[PAGE TEXT]:
· · · ·
PokerGo announced in April 2018 that it would build a 10,000-square-foot PokerGO Studio at the Aria Resort and Casino, with a capacity of up to 300 people.

The PokerGO Studio opened in May 2018 with the filming of Poker After Dark. Its opening week featured $100/$200 No-Limit Hold'em cash games with players including Daniel Negreanu and Phil Hellmuth.

The first tournament series at the PokerGO Studio was held later that month with the 2018 Super High Roller Bowl attracting 48 players. Justin Bonomo defeated Daniel Negreanu heads-up to win the $5,000,000 first-place prize and his second Super High Roller Bowl title.

=== Poker ===
The PokerGO Studio is the home for PokerGO-owned live events from poker tournaments to cash games.
· · · ·
[ASSIGNED TASK]: Pick up the PokerGO Studio text after its last sentence and continue it.
· · · ·
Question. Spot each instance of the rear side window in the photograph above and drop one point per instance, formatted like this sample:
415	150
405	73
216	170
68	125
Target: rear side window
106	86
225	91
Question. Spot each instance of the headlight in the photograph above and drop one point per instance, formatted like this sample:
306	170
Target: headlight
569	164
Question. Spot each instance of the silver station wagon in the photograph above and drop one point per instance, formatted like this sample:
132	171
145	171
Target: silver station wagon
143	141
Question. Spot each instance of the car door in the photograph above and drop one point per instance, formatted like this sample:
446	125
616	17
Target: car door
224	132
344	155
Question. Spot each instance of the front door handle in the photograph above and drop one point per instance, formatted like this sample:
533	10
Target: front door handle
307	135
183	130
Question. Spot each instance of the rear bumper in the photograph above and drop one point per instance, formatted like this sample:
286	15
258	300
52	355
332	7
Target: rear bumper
· · · ·
[TASK OUTPUT]:
The Super High Roller Bowl, U.S. Poker Open, and Poker Masters tournament series have been held inside the PokerGO Studio since 2018, and new PokerGO shows of High Stakes Duel and High Stakes Feud were filmed in the PokerGO Studio. It has also hosted World Poker Tour final tables including the WPT Bobby Baldwin Classic and WPT Five Diamond World Poker Classic.

The PokerGO Studio also hosts cash games including Poker After Dark, High Stakes Poker, Friday Night Poker, Dolly's Game, and Rob's Home Game. Poker After Dark originally filmed at South Point Casino, Golden Nugget, and Aria Resort and Casino, before relocating to the PokerGO Studio during Season 9. High Stakes Poker originally filmed at the Golden Nugget, The Palms, South Point Casino, and the Bellagio Resort & Casino, before relocating to the PokerGO Studio when the show relaunched for Season 8 after a nearly 10-year hiatus.

Other poker events held from inside the PokerGO Studio include the Global Poker Awards.